Work to complete: Using the listing below, print the line that contains "the hockey helmet" and each line after it, exactly as shown, through the final one.

Information shown:
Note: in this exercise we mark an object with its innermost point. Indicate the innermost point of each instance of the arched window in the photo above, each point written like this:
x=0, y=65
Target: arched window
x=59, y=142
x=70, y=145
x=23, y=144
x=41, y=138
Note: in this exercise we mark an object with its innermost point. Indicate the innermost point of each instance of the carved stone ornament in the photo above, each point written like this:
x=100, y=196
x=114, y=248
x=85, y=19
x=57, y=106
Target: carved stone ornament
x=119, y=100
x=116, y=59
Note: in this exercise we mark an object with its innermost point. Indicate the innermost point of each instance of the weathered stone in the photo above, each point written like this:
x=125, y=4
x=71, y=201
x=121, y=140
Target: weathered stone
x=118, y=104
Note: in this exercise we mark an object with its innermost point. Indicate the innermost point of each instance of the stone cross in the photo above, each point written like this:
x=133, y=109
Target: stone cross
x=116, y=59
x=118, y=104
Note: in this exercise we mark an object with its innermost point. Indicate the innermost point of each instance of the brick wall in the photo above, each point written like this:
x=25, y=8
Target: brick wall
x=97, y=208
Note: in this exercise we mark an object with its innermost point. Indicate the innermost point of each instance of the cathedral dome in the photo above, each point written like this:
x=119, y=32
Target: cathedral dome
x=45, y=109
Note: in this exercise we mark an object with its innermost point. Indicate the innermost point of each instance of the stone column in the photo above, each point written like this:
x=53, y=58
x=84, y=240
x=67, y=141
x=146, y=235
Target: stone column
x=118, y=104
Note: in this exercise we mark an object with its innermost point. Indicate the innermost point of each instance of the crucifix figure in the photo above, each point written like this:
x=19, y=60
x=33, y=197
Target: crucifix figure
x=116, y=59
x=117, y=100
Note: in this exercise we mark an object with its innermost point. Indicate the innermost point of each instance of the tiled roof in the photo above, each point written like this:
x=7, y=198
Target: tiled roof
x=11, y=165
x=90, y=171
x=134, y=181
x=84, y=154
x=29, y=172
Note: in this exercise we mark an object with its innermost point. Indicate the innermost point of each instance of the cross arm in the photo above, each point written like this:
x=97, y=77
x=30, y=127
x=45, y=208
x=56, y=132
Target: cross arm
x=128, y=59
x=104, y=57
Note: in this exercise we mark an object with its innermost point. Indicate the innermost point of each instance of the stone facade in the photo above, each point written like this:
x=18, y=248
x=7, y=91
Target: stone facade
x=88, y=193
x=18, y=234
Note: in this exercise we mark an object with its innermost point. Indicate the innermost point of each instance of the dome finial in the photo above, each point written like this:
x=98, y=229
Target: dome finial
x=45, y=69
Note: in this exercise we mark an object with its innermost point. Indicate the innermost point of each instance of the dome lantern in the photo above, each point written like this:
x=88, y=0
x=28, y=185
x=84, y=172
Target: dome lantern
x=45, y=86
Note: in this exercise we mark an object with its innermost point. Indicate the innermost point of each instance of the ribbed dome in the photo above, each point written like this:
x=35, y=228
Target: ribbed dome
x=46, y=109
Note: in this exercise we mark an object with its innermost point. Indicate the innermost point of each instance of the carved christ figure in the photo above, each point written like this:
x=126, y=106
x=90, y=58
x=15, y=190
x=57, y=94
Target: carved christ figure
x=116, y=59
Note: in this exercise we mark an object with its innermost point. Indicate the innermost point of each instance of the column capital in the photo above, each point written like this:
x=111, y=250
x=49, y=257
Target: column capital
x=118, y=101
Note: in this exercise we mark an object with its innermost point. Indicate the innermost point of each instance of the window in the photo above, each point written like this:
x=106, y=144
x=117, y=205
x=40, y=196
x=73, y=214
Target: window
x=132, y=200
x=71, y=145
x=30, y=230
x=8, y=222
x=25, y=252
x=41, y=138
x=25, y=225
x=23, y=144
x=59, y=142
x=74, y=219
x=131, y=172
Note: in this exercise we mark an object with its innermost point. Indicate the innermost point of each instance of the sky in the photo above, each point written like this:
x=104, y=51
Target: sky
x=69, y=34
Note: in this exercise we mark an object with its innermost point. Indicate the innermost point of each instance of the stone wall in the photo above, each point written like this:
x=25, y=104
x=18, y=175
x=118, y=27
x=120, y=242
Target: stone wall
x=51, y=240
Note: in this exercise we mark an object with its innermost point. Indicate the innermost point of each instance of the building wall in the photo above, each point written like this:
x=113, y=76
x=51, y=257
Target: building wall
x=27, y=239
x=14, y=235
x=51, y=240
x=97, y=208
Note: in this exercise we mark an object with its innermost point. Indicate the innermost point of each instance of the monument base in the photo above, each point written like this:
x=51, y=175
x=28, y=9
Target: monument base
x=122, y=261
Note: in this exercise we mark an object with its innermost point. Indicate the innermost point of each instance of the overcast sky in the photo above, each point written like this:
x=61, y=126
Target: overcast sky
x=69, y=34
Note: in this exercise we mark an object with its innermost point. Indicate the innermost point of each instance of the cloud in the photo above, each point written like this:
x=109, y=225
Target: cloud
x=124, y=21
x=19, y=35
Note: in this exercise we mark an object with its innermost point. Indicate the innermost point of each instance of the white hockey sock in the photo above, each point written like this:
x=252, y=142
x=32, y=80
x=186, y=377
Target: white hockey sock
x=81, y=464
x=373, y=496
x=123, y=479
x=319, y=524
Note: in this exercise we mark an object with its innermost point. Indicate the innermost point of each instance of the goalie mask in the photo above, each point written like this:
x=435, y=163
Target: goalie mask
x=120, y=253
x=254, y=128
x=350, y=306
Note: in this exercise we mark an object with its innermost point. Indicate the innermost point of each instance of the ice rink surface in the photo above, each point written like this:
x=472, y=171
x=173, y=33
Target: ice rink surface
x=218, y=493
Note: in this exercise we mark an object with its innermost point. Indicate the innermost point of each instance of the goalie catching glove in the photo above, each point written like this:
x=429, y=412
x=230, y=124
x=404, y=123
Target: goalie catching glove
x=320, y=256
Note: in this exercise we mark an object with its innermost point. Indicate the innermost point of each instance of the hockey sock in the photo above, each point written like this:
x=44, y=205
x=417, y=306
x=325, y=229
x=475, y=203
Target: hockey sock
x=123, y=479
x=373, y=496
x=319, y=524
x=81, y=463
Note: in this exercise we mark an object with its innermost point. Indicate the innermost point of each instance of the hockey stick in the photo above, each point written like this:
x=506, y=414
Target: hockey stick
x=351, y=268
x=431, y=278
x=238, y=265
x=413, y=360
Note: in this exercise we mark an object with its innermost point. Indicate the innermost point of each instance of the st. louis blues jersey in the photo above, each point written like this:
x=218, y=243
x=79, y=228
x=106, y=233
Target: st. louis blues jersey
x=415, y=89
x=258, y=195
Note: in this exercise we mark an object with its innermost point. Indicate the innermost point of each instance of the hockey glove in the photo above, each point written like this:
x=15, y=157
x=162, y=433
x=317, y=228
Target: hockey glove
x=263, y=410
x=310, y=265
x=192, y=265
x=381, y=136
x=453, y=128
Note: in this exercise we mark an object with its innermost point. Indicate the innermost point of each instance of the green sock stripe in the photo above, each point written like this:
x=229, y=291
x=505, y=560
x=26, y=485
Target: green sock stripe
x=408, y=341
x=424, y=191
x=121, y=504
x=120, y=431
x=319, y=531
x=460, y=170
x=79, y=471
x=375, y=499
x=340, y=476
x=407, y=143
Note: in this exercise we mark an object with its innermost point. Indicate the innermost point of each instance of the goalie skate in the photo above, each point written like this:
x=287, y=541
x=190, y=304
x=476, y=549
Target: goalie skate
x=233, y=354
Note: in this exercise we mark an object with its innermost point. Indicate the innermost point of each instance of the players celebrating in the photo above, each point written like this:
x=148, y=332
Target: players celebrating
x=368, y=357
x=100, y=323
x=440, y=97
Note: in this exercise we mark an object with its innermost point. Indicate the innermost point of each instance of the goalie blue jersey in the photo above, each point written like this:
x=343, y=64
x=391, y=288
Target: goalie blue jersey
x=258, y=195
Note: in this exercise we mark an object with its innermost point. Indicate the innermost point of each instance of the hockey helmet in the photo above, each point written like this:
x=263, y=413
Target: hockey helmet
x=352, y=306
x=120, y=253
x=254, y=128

Result of this task:
Note: in this exercise we mark an object with its innermost point. Indicate the innermost point of each instance of the hockey helmet in the photo above, each point written like this:
x=263, y=413
Target: hockey helmet
x=352, y=306
x=120, y=253
x=254, y=128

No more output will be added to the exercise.